__Instructions to follow__. Would you return every line of the listing below that has "ridge" in it?

** Material provided follows **

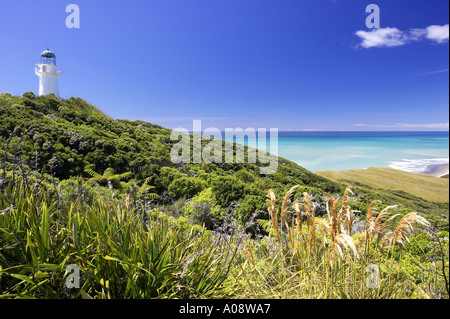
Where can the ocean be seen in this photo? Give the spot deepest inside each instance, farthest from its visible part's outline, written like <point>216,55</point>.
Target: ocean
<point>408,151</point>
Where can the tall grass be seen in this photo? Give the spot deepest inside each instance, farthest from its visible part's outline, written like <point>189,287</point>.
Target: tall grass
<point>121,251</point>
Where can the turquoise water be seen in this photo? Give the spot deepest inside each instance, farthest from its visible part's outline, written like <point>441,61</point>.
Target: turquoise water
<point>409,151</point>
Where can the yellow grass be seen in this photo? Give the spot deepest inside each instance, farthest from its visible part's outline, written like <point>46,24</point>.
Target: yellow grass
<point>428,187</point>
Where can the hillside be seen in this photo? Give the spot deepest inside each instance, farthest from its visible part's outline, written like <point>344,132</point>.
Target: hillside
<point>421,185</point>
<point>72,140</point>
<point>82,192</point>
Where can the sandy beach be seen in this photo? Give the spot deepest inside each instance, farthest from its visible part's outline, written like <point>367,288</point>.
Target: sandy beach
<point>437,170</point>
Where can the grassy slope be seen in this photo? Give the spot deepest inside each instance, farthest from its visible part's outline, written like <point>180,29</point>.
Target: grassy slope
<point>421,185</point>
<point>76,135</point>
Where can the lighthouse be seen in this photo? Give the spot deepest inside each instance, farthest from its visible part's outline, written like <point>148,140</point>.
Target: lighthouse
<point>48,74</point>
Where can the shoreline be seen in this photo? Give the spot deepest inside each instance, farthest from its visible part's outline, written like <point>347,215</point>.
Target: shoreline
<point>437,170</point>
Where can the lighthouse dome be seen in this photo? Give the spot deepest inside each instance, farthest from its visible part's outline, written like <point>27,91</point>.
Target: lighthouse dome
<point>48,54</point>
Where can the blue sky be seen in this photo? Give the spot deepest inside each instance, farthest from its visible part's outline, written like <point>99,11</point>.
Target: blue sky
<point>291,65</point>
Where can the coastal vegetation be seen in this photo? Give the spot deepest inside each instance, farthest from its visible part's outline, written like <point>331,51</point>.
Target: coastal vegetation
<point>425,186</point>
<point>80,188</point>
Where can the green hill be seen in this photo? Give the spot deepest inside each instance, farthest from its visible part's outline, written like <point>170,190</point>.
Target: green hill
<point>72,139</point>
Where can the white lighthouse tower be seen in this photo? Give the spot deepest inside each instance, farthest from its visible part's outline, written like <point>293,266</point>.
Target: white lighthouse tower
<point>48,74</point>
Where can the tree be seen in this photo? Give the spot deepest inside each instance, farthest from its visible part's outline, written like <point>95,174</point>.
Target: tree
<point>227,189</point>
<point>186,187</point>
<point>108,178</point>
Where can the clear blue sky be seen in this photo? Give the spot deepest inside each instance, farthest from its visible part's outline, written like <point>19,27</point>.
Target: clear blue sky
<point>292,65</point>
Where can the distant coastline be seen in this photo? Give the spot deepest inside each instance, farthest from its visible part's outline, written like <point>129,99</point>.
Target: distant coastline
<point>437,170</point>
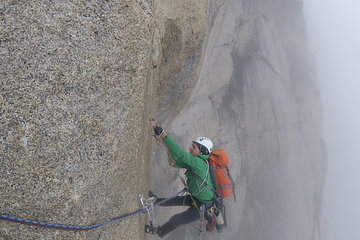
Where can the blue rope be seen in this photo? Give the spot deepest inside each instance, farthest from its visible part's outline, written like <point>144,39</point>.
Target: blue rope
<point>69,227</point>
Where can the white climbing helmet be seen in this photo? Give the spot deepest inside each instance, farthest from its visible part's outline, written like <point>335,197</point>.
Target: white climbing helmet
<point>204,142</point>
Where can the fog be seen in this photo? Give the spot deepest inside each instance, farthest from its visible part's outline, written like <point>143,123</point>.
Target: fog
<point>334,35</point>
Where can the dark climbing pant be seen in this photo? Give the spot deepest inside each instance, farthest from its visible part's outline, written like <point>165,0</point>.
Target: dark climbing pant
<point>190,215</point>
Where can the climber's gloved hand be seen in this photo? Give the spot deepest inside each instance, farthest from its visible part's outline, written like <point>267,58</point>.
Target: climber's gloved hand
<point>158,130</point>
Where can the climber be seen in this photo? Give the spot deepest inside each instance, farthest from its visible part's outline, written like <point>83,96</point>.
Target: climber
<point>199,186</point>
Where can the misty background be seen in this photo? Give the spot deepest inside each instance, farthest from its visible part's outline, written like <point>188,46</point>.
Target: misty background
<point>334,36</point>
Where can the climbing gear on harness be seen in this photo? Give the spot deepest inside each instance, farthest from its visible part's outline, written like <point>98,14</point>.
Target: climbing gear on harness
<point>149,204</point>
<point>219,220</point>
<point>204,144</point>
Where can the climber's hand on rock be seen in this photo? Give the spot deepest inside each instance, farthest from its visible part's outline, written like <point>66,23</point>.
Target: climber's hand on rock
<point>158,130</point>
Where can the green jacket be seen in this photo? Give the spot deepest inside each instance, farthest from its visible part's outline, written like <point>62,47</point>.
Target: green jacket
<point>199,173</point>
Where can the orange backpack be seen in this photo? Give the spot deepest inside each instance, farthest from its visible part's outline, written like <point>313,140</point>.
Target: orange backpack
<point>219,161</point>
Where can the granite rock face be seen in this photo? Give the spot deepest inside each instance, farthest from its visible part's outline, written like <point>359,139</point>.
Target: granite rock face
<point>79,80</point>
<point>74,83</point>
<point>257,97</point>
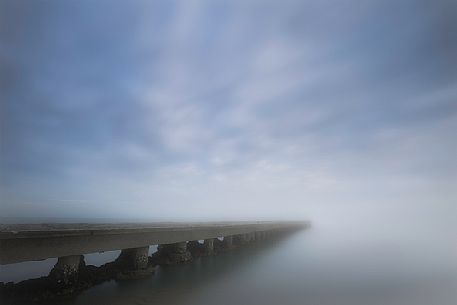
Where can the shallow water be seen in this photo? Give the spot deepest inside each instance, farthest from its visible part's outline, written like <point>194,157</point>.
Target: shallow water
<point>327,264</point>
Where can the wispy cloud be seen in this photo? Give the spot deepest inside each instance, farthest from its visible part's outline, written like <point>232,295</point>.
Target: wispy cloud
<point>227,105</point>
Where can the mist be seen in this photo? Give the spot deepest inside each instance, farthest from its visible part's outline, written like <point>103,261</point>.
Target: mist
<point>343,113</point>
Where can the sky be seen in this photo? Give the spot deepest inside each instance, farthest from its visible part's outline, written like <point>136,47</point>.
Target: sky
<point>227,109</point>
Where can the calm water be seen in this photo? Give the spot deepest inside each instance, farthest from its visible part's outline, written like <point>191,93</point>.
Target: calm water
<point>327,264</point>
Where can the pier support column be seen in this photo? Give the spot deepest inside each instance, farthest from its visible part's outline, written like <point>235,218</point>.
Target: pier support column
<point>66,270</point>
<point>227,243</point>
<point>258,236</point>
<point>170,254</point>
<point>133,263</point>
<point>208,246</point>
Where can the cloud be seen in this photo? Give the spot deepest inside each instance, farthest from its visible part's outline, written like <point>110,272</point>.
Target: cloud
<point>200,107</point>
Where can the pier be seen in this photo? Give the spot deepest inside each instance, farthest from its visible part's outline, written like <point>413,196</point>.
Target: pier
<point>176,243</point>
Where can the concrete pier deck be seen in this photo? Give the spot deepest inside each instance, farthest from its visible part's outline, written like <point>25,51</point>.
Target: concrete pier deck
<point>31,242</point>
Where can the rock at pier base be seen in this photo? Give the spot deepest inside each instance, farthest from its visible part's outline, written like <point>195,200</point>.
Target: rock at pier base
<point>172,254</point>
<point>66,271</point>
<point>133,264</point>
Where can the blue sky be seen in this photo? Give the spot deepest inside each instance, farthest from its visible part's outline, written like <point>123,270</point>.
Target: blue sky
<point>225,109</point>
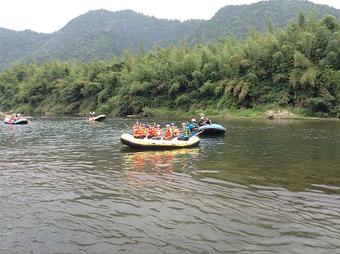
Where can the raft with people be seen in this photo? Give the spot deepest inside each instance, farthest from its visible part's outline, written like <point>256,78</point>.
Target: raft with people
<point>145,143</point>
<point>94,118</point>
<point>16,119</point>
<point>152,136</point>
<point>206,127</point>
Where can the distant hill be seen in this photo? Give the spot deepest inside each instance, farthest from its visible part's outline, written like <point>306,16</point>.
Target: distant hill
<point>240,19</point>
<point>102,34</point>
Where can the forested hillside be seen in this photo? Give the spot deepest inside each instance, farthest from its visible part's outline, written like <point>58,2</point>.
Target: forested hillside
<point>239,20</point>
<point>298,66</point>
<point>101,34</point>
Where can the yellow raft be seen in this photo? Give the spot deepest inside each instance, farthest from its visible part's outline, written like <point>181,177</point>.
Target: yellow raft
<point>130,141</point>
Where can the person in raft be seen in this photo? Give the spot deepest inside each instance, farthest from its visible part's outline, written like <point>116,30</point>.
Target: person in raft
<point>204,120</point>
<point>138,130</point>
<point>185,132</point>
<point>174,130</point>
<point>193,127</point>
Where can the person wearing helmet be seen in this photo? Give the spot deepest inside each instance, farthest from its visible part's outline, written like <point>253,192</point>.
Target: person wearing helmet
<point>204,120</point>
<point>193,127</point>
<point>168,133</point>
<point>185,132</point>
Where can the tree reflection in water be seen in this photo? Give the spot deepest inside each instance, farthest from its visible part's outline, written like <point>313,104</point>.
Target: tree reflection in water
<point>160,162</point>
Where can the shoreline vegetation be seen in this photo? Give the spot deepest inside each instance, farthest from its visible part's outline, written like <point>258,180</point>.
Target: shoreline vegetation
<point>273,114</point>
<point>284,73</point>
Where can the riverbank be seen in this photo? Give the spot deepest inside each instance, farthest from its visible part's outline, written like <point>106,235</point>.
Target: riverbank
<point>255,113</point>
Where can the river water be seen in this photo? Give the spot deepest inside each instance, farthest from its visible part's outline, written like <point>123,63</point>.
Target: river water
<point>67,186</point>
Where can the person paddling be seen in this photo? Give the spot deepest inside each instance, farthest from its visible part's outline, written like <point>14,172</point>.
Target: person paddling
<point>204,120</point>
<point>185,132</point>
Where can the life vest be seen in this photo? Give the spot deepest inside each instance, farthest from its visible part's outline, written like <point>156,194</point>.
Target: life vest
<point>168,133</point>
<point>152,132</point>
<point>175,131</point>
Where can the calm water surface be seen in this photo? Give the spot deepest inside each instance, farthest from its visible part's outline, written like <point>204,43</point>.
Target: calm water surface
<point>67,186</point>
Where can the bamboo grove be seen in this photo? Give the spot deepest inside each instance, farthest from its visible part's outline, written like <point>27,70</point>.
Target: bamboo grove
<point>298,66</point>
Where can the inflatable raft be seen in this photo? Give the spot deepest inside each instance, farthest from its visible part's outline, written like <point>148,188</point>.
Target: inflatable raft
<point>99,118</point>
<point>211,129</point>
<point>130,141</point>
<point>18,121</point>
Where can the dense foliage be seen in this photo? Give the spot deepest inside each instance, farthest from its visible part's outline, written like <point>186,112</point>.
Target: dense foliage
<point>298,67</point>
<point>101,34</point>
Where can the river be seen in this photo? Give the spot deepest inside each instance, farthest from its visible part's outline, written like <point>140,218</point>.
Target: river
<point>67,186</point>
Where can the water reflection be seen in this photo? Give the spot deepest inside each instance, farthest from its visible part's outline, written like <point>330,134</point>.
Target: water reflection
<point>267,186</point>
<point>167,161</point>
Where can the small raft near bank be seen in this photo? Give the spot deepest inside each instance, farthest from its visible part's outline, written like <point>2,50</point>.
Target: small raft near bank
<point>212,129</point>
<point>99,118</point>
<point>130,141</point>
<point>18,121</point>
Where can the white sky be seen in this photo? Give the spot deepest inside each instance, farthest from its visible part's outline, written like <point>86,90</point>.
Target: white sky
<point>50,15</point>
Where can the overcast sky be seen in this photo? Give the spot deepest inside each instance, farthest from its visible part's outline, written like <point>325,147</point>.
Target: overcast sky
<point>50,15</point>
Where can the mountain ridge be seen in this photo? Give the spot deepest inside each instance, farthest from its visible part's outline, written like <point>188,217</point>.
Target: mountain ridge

** End of Material provided **

__Problem solution__.
Where can the mountain ridge be seen in this photo? Give the spot deepest inside each instance, farthest from its visible part's outline, written like <point>188,217</point>.
Target: mountain ridge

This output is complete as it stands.